Written task.
List every dislike that the studio blog post below gives for Stephen Critchlow.

++++ Source excerpt ++++

Monday 16 August 2010

Hi-de-hi campers.

The British summer continues on its merry way with sporadic doses of sunshine but in the words of Mark Straker ‘however it dresses itself it still feels autumnal’. Well I am crossing fingers, legs and anything else that dangles (steady!) that we are in for a second dose of the golden stuff as I head back down to Cornwall next week. We all have our little dreams.

It has been a kooky week at VOX Towers and with lots of our in house voice team away on their hols it has been unnervingly quiet. Mr Stephen Critchlow soon changed all that though.

For the second week in a row we were lucky enough to catch another of our men strutting his finest in a suit. Critch who has played everything from Siamese fishermen to Macushi Indians didn’t disappoint as he graced us with his presence in the VoxBox, fitting us in between a hectic schedule of three auditions in one day.

He certainly looked the part and should you ever find yourself tackling the Tomorrow Never Dies computer game, check out the voice of James Bond. The name's Critchlow, Stephen Critchlow!

Some Critch trivia:

Likes: The A1 VOX Script Stork, Peter Purves, Beef Wellington, the word Moist.
Dislikes: Cold, any form of physical exercise, radishes, his old art teacher.

So there you have it guys!

One of our good pals Pete Gold came into A1 this week with none other than Mr Mitch Benn.

Mitch is a British musician of Liverpudlian/Scottish descent and a stand-up comedian known for his humorous songs performed on BBC radio.

He has played at several music festivals, including the Edinburgh Festival Fringe and has also released 7 comedy song albums.

He features on BBC Radio 4 where he has been a regular contributor to The Now Show since 1999, and BBC Radio 2's It's Been a Bad Week. In 2004 he created his own aptly named series, Mitch Benn's Crimes Against Music on Radio 4, featuring Robin Ince and Alfie Joey; this has now run to three series.

Benn is famously remembered during the Now Show for getting annoyed at the fact that only a few people followed him on Twitter. Benn planned to make himself the "King of Twitter" by getting the show's 1.5 million listeners to follow his account and therefore have more followers than Stephen Fry, who he claimed was the current king.

++++ Supplied entries ++++

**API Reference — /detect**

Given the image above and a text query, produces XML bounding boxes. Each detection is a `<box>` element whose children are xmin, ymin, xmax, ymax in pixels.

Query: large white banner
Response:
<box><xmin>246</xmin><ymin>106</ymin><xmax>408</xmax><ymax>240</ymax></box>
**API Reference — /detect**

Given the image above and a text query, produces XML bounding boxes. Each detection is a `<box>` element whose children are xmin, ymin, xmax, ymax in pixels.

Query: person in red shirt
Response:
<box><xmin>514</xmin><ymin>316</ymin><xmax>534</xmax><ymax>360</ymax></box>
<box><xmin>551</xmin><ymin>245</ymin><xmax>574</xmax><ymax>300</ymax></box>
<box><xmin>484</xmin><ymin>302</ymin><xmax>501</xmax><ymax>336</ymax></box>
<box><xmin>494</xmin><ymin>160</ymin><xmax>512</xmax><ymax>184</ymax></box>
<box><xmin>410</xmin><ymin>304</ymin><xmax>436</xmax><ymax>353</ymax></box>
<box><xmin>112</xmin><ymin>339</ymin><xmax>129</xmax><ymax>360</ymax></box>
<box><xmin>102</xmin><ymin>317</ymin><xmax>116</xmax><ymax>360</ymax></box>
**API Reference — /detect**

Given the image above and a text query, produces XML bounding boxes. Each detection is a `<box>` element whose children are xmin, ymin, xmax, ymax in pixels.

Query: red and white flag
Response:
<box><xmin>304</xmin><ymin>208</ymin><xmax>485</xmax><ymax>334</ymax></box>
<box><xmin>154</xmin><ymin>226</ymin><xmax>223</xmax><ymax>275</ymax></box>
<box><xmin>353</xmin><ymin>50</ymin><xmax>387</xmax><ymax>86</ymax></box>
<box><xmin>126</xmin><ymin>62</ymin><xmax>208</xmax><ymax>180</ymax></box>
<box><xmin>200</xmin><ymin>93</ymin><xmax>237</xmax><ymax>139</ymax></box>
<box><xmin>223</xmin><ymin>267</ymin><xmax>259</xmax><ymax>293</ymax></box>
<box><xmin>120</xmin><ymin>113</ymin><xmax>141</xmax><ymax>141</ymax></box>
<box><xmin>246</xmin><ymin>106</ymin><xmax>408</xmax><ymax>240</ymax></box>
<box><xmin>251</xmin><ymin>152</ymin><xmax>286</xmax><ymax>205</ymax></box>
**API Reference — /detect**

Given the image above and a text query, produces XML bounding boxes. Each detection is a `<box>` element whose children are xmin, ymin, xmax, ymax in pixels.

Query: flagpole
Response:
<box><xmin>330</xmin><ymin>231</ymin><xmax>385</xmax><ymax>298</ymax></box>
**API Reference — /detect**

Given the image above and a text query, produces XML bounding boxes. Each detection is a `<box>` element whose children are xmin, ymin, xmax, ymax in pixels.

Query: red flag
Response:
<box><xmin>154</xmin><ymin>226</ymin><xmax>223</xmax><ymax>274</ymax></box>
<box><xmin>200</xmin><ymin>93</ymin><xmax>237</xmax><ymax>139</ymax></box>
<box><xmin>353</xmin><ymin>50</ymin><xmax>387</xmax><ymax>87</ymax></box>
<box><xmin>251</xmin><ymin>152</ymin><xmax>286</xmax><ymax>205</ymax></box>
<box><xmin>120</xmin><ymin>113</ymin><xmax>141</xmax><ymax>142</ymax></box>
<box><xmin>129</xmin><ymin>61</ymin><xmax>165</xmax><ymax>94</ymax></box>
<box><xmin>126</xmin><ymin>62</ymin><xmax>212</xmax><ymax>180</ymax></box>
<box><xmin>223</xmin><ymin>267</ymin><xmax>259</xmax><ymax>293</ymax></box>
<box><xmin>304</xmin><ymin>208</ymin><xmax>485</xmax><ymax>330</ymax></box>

++++

Answer in full.
- Cold
- Any form of physical exercise
- Radishes
- His old art teacher